Stated goal: Gather every line in the rows below that contains the word "vanity". Case counts.

Records from a point labeling set:
+ + +
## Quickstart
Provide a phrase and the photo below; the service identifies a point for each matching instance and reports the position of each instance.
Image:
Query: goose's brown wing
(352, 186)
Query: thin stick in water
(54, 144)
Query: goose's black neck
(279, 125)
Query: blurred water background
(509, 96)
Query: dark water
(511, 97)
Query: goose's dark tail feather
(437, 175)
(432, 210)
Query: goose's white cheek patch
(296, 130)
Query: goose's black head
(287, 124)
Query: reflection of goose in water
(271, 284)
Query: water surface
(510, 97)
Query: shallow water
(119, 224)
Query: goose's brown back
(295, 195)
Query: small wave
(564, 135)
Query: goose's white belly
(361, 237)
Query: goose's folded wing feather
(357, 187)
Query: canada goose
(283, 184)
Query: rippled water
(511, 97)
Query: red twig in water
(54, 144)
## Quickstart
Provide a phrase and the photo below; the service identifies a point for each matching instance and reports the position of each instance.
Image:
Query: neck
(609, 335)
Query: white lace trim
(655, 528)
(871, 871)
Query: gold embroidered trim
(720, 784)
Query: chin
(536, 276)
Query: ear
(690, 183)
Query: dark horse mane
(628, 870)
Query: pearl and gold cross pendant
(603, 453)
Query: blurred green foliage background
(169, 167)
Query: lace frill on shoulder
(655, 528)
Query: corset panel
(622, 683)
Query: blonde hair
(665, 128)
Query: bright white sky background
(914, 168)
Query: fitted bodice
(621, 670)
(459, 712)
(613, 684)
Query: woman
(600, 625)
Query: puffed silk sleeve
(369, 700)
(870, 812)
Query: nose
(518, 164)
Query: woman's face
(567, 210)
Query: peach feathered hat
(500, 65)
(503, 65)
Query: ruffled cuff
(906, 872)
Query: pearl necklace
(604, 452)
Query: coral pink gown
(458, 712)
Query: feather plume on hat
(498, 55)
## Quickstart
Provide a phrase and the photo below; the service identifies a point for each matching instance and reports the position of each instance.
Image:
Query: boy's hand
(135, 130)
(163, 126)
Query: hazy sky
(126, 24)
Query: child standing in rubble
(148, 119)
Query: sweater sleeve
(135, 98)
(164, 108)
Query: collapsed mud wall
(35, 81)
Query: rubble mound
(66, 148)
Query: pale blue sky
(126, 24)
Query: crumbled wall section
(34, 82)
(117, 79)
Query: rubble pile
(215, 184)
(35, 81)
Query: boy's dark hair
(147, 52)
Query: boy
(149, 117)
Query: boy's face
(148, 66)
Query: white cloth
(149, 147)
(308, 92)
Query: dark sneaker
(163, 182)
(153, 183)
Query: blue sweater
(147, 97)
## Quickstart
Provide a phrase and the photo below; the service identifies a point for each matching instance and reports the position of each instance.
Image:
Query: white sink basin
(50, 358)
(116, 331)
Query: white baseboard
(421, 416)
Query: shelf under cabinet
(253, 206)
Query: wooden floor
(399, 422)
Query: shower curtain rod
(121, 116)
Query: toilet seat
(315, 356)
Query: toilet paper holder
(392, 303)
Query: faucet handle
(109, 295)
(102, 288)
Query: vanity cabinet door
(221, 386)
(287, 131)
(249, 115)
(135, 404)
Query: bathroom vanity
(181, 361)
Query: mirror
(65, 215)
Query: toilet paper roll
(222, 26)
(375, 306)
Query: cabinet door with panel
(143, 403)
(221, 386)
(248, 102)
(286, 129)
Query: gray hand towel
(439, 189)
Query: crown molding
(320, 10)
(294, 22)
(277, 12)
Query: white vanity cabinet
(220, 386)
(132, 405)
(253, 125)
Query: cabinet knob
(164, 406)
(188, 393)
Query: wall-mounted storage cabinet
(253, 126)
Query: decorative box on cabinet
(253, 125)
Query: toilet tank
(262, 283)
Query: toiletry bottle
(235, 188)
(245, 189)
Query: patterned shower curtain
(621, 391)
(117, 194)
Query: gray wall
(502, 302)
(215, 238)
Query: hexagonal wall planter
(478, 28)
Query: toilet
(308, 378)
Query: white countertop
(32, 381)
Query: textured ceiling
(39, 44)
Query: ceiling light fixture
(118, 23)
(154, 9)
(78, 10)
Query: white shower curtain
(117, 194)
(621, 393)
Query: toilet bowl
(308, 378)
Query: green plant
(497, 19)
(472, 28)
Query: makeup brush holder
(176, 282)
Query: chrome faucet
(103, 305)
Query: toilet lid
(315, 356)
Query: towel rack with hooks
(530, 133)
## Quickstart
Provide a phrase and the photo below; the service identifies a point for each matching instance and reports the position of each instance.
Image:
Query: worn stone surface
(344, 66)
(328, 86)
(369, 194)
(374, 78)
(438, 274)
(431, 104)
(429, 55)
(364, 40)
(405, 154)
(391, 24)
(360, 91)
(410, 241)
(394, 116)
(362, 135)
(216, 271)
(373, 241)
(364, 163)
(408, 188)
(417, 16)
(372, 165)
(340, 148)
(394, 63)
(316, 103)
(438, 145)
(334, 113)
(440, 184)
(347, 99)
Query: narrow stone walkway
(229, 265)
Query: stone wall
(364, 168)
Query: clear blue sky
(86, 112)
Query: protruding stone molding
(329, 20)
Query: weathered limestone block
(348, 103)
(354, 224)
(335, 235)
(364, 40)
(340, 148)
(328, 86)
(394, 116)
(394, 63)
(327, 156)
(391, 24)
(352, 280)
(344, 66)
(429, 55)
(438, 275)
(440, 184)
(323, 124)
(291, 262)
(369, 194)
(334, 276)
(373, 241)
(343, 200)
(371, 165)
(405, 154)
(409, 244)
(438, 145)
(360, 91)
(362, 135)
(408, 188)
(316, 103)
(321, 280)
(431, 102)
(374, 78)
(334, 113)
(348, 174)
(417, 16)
+ + +
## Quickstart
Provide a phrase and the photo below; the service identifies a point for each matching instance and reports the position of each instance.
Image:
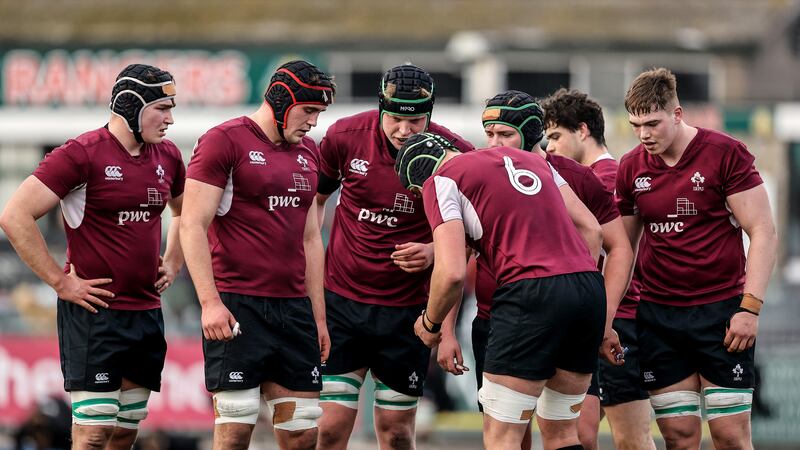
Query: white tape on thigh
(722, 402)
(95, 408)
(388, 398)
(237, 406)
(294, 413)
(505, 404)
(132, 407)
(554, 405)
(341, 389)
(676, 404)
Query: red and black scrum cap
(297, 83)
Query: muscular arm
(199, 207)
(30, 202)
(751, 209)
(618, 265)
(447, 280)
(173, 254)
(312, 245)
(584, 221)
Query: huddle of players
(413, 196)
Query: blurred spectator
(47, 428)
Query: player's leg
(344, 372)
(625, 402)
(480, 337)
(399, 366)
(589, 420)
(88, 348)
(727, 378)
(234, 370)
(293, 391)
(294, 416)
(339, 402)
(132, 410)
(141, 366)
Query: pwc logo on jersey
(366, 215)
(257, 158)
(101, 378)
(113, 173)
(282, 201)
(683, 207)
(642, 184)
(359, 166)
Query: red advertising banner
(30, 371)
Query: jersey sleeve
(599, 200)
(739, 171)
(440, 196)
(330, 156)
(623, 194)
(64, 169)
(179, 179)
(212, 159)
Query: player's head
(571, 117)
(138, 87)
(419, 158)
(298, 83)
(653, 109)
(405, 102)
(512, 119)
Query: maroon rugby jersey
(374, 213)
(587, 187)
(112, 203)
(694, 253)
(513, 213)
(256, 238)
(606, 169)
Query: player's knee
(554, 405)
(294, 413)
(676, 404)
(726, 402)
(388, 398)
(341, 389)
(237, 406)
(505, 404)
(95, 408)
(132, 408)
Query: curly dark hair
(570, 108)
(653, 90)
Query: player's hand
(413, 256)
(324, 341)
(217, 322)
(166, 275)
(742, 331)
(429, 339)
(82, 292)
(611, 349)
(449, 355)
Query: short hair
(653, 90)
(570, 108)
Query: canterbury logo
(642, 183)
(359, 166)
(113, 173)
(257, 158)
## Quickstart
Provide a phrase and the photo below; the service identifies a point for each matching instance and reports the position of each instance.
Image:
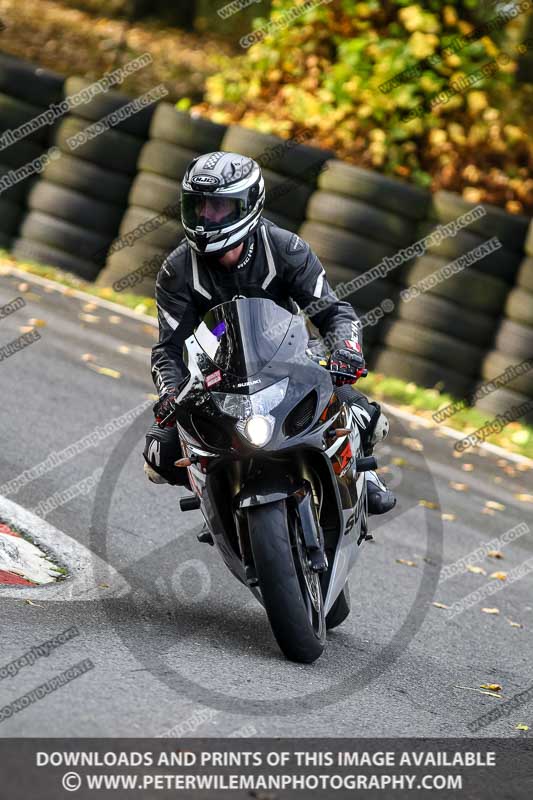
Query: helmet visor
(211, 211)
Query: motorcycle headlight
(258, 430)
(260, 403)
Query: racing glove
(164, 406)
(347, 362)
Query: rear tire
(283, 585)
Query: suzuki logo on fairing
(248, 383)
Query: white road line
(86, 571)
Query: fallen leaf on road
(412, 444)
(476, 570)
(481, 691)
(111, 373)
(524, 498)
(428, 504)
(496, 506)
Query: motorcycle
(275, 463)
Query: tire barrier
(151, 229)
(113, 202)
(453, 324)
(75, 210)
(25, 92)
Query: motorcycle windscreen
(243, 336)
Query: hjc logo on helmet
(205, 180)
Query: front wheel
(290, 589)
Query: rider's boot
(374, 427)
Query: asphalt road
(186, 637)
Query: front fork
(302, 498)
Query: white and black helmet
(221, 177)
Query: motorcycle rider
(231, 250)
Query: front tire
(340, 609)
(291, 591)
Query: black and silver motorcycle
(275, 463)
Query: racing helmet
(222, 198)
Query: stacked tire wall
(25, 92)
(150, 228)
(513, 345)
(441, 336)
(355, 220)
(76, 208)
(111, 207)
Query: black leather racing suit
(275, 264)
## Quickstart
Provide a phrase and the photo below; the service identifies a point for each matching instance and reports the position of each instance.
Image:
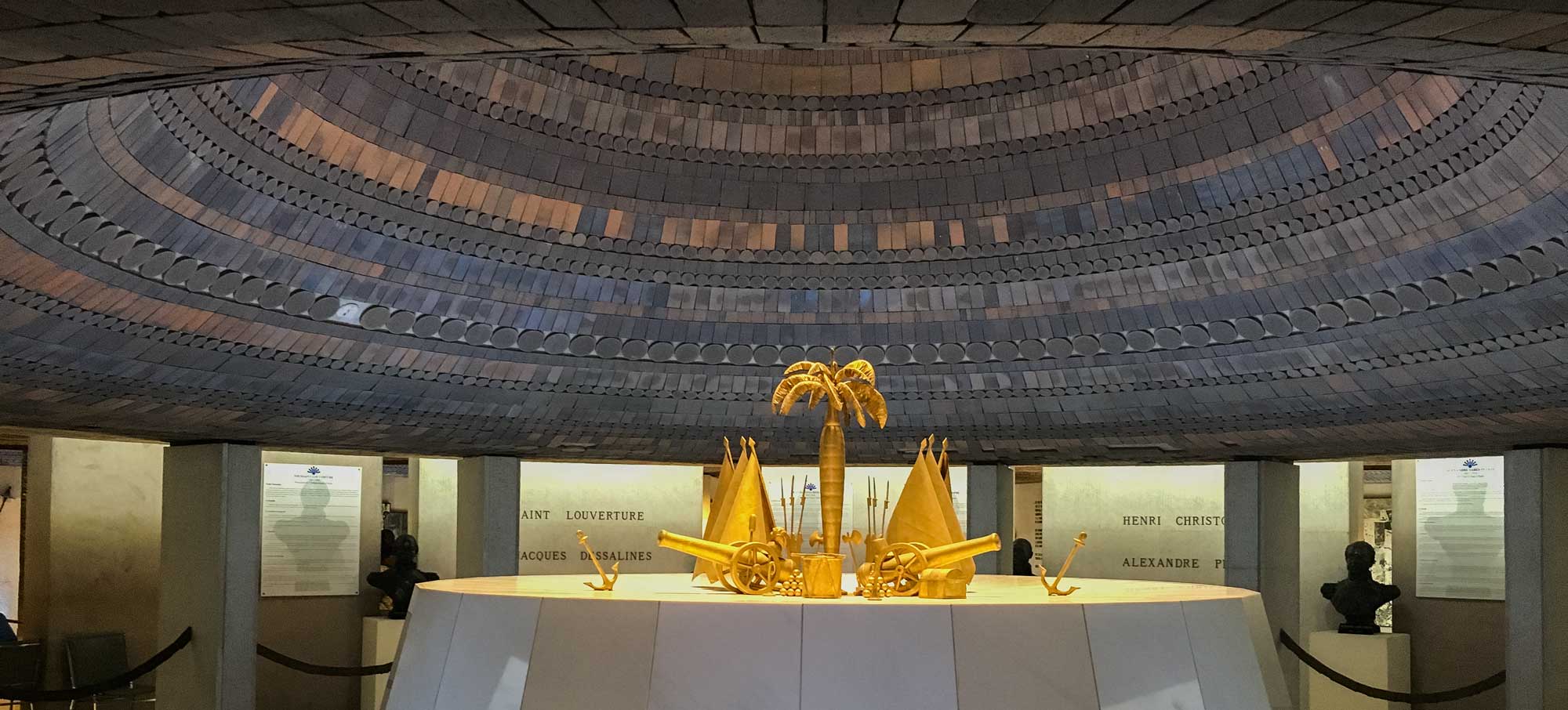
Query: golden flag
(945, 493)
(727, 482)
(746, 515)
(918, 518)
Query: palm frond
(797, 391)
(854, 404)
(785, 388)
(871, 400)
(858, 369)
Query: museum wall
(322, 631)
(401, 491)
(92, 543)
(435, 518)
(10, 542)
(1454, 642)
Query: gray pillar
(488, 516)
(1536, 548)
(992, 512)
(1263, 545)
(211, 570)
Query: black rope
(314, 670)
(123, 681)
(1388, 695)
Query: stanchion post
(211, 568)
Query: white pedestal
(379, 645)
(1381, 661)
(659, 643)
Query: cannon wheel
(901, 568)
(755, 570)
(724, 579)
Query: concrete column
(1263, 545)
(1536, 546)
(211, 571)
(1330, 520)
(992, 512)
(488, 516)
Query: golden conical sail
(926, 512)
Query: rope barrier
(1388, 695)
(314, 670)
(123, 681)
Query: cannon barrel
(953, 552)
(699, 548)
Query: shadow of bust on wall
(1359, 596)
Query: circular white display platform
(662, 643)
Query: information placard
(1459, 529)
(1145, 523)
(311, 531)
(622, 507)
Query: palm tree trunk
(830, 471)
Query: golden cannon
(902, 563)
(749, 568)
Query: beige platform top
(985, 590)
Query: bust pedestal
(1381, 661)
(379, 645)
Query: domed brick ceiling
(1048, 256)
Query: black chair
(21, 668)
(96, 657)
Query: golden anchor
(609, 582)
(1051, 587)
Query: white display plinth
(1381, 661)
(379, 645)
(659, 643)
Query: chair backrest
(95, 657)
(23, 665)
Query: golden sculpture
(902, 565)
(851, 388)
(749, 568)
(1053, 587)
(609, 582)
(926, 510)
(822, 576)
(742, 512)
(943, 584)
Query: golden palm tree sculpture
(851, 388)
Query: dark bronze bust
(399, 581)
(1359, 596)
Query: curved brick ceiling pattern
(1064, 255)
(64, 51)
+ + +
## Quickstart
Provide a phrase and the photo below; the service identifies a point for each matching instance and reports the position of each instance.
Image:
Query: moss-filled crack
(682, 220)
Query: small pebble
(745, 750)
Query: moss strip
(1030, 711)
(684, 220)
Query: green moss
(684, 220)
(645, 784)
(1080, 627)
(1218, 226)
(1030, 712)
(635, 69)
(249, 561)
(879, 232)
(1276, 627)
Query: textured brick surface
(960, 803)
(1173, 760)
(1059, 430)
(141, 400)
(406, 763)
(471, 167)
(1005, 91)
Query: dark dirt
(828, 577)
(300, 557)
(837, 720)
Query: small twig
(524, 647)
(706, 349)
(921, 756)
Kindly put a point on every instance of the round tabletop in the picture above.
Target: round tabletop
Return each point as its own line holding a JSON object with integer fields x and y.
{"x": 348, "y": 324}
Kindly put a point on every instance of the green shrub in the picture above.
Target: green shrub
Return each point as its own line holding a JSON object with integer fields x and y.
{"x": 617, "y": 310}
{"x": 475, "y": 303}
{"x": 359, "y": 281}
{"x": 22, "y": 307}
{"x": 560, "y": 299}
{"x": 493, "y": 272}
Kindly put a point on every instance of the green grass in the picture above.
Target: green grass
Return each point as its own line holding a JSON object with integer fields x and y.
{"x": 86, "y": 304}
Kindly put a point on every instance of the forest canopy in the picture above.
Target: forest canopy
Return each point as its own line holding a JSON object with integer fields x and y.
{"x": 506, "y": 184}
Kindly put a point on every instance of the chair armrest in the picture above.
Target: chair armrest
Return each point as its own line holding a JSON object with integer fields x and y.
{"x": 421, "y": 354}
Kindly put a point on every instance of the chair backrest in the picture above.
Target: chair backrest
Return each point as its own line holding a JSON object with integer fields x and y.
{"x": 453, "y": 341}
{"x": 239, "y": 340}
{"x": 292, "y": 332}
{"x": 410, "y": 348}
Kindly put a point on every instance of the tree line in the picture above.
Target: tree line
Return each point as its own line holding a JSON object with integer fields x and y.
+ + +
Exercise result:
Query: vanity cabinet door
Query: bathroom vanity
Query: white vanity cabinet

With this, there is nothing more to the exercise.